### Data provided
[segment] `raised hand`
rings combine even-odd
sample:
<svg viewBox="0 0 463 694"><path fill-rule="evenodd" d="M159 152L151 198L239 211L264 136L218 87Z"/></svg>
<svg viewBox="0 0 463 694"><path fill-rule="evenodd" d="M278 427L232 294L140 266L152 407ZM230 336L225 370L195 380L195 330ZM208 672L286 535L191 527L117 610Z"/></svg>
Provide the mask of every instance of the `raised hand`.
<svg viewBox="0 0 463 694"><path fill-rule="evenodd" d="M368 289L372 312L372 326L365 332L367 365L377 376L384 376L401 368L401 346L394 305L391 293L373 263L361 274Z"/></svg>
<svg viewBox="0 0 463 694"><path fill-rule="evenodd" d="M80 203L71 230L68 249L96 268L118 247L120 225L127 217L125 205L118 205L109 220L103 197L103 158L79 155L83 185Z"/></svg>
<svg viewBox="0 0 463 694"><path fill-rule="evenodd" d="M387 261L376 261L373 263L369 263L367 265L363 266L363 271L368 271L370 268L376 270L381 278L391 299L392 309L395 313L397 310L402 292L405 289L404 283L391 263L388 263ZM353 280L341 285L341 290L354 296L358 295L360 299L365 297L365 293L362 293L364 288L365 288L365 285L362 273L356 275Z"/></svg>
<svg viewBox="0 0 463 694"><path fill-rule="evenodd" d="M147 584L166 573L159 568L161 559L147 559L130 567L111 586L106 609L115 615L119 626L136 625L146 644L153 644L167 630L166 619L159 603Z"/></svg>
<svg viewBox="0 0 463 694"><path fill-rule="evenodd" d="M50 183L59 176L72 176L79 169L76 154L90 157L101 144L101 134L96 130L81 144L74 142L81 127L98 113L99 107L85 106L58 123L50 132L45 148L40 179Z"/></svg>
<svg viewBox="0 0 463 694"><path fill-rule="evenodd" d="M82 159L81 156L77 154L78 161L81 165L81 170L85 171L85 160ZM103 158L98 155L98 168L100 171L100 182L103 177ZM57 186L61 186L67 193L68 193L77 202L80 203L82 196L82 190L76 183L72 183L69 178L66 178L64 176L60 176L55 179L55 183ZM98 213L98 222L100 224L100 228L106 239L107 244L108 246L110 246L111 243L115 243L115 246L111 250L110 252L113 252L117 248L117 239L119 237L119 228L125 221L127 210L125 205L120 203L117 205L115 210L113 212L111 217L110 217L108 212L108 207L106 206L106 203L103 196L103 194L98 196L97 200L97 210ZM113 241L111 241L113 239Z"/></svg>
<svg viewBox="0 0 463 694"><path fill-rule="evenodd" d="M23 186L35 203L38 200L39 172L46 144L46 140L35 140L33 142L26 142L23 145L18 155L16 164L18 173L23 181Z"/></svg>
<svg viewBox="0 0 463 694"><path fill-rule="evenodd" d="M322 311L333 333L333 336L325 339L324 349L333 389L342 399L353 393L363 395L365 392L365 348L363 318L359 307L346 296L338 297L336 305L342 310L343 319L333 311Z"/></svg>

### Directions for this task
Rewrite the records as a two-column Markdown table headed "Row" and "Record text", starting at the first line and going on through the line with "159L81 156L77 154L78". Number each row and leave out blank lines.

### Correct output
| Row | Record text |
|---|---|
| 1 | [segment] `raised hand` |
| 2 | rings combine even-odd |
| 3 | sample: |
| 4 | <svg viewBox="0 0 463 694"><path fill-rule="evenodd" d="M159 152L151 198L239 211L264 136L218 87Z"/></svg> |
| 5 | <svg viewBox="0 0 463 694"><path fill-rule="evenodd" d="M278 427L232 294L140 266L152 407ZM230 336L225 370L195 380L195 330ZM208 672L286 535L191 527L117 610Z"/></svg> |
| 6 | Provide the mask of every instance of the `raised hand`. |
| 7 | <svg viewBox="0 0 463 694"><path fill-rule="evenodd" d="M368 289L372 312L372 326L365 332L367 365L377 376L384 376L401 368L401 346L394 305L391 293L373 263L361 274Z"/></svg> |
| 8 | <svg viewBox="0 0 463 694"><path fill-rule="evenodd" d="M80 203L71 230L68 249L96 268L118 247L120 225L127 217L125 205L118 205L109 220L103 197L103 158L79 155L83 185Z"/></svg> |
| 9 | <svg viewBox="0 0 463 694"><path fill-rule="evenodd" d="M387 261L376 261L373 263L369 263L367 265L363 266L363 271L368 271L370 268L376 270L381 278L391 299L392 309L395 313L397 310L402 292L405 289L404 283L391 263L388 263ZM353 280L341 285L341 290L354 296L358 295L360 299L365 297L365 293L362 293L364 288L365 288L365 285L362 273L356 275Z"/></svg> |
| 10 | <svg viewBox="0 0 463 694"><path fill-rule="evenodd" d="M147 584L166 573L159 568L161 559L147 559L130 567L111 586L106 609L115 615L119 626L136 625L146 644L153 644L167 630L166 619L159 603Z"/></svg> |
| 11 | <svg viewBox="0 0 463 694"><path fill-rule="evenodd" d="M50 183L59 176L72 176L79 169L76 154L90 157L101 144L101 134L96 130L81 144L74 142L81 127L98 113L99 107L85 106L58 123L50 132L45 148L40 179Z"/></svg> |
| 12 | <svg viewBox="0 0 463 694"><path fill-rule="evenodd" d="M82 159L81 156L77 154L78 161L81 165L81 170L85 171L85 160ZM103 158L98 155L98 168L100 171L100 182L103 177ZM57 186L61 186L67 193L68 193L77 202L80 203L82 196L82 190L76 183L72 183L69 178L66 178L64 176L60 176L55 179L55 183ZM98 213L98 222L100 224L100 228L106 239L107 244L108 246L110 246L111 243L115 243L115 246L111 250L110 252L113 252L117 248L117 239L119 237L119 228L125 221L127 210L125 205L120 203L117 205L115 210L113 212L111 217L110 217L108 212L108 207L106 206L106 203L103 196L103 194L98 196L97 200L97 210ZM113 241L111 241L113 239Z"/></svg> |